» **STATED PROBLEM A**:
In the comments on the talk-ideas post below, why does Eoin Purcell say he would love to hear more about Bookkake?

Page history last edited by James Bridle 12 years, 6 months ago

For those who don't know me, I'm one of the people helping set the day up. Here's my linkedin CV thing, my blog about publishing and technology, my (dirty) publisher, my book-reading web app, my open-source literary festival, a literary magazine I designed (badly) and occasionally help edit, and stuff.

 

I've got a couple of ideas about talks to give on the day. Which of these sound interesting to you folks?

 

  • How to start a publishing company in your bedroom - How and why I started Bookkake, concerning new publishing technologies, new audiences, ebooks and pricing, print on demand, the web and THE FUTURE.
  • Last.fm for books, or something - The how and the why of bkkeepr, reading as a social activity, social activities in general (games, achievements, data shadows), publishers' place on the web, and APIs.
  • The current landscape in publishing - how we've got to where we are, which isn't really anywhere; what (some) publishers are doing about ebooks, the web and POD, why (some) agents are crapping themselves, why readers should be a bit frightened (but not much), why authors definitely should, what we might do about this.

 

Anyone?

 

UPDATE: I think I'll probably talk about Bookkake, but happy to discuss and demo bkkeepr, and generally chat too...

Comments (10)

Eoin Purcell said

at 12:47 pm on Jan 5, 2009

I'd love to hear more about Bookkake, but then I'm biased in favour of stories of entrepreneurial success!
Eoin

Kevin O'Neill said

at 3:53 pm on Jan 5, 2009

Social activities and literature obviously very big interest for me!

Hugh said

at 7:06 pm on Jan 5, 2009

think i sort of cross-posted w/ Building Communities... but all topics are of interest.

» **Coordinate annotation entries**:
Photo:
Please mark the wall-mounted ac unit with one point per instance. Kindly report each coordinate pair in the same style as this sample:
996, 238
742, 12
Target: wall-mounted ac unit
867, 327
...
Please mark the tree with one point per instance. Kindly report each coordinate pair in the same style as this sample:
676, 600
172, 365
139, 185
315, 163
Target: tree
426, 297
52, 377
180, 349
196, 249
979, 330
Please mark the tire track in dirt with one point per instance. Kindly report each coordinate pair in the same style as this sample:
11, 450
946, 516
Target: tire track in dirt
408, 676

» **STATED PROBLEM B**:
Find every line in the entries that contains the string "same" and copy each one. Case counts.

» **RESPONSE A**:
He says he is biased in favour of stories of entrepreneurial success.

» **RESPONSE B**:
Please mark the wall-mounted ac unit with one point per instance. Kindly report each coordinate pair in the same style as this sample:
Please mark the tree with one point per instance. Kindly report each coordinate pair in the same style as this sample:
Please mark the tire track in dirt with one point per instance. Kindly report each coordinate pair in the same style as this sample:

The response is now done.